Natural language region descriptions:
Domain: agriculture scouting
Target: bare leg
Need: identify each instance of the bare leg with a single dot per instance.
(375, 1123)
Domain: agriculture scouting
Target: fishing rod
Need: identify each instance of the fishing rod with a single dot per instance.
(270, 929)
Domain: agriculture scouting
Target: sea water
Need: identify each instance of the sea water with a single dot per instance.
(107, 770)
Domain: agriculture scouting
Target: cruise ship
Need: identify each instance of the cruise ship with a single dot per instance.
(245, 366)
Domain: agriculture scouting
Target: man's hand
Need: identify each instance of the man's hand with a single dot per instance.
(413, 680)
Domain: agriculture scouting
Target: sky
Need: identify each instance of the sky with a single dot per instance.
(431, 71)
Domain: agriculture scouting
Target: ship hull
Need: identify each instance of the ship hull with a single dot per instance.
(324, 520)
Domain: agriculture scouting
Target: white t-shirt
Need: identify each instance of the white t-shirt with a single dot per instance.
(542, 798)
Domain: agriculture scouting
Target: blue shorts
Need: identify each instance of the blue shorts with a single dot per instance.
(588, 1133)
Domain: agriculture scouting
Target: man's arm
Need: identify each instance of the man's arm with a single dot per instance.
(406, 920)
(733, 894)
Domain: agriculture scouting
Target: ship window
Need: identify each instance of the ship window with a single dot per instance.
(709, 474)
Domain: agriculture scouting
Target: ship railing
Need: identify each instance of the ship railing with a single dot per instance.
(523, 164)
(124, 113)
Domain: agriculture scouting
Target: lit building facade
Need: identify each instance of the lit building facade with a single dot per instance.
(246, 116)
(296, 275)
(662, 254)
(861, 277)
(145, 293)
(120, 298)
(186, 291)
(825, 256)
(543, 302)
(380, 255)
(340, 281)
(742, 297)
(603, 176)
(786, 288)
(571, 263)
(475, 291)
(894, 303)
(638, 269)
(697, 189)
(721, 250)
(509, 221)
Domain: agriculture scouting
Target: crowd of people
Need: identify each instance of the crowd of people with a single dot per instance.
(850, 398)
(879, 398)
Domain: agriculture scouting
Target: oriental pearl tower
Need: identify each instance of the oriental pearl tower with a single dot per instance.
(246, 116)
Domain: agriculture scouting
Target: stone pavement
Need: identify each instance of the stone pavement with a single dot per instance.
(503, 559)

What you have to do
Nothing in the records should change when you repeat them all.

Answer space
Domain: agriculture scouting
Target: bare leg
Need: identify each instance of the bare leg with a single dot per instance.
(375, 1123)
Domain: agriculture scouting
Target: fishing rod
Need: identify each instance of the fishing rod with a single dot per instance.
(270, 929)
Domain: agriculture scouting
Target: sea water
Need: identify each instance of the sea water with a single dot per instance.
(107, 770)
Domain: agriculture scouting
Target: cruise ship
Need: identify each instance of the cruise ship with a single dot per instance.
(245, 366)
Domain: agriculture scouting
Target: man's hand
Need: identify each instance of the man's hand with a single dot per instance.
(413, 680)
Domain: agriculture scouting
Target: sky
Need: identify each instance of the sky with a single dot per instance.
(431, 71)
Domain: agriculture scouting
Target: ship hull
Need: identify each instance of the ship hull with a single dot per instance.
(324, 520)
Domain: agriculture scouting
Target: white t-shirt
Need: identify each instance of the white t-shirt with a single dot per instance.
(542, 798)
Domain: agriculture scouting
Target: blue shorts
Need: identify each instance of the blue shorts with a single dot per instance.
(588, 1133)
Domain: agriculture scouting
Target: man's arm
Need: identify each instance of the man's arm with a single dot per instance.
(406, 920)
(733, 894)
Domain: agriculture scouting
Target: ship window
Need: identify each instance of the ship window with a single dot per instance.
(709, 474)
Domain: agriculture scouting
Target: ship railing
Need: identify each instance of the ship railing with a single dot per instance.
(523, 164)
(124, 113)
Domain: agriculture scouting
Target: lit building facade
Need: identify each instance of the lit building facade with a single dot per instance.
(246, 116)
(296, 275)
(662, 254)
(861, 277)
(145, 293)
(120, 298)
(186, 291)
(825, 256)
(543, 302)
(380, 255)
(340, 281)
(742, 297)
(603, 176)
(786, 288)
(571, 263)
(475, 291)
(894, 303)
(638, 269)
(697, 189)
(721, 250)
(509, 221)
Domain: agriculture scouting
Target: crowd of people
Need: identify each instance of the crowd of people with a single dot per instance.
(850, 398)
(879, 398)
Domain: agriculture scouting
Target: oriental pearl tower
Need: identify each instance of the oriental pearl tower with a single dot per instance.
(246, 116)
Domain: agriculture scouting
Target: stone pavement
Need: identify each instance of the stone pavement with a single dot per instance.
(503, 559)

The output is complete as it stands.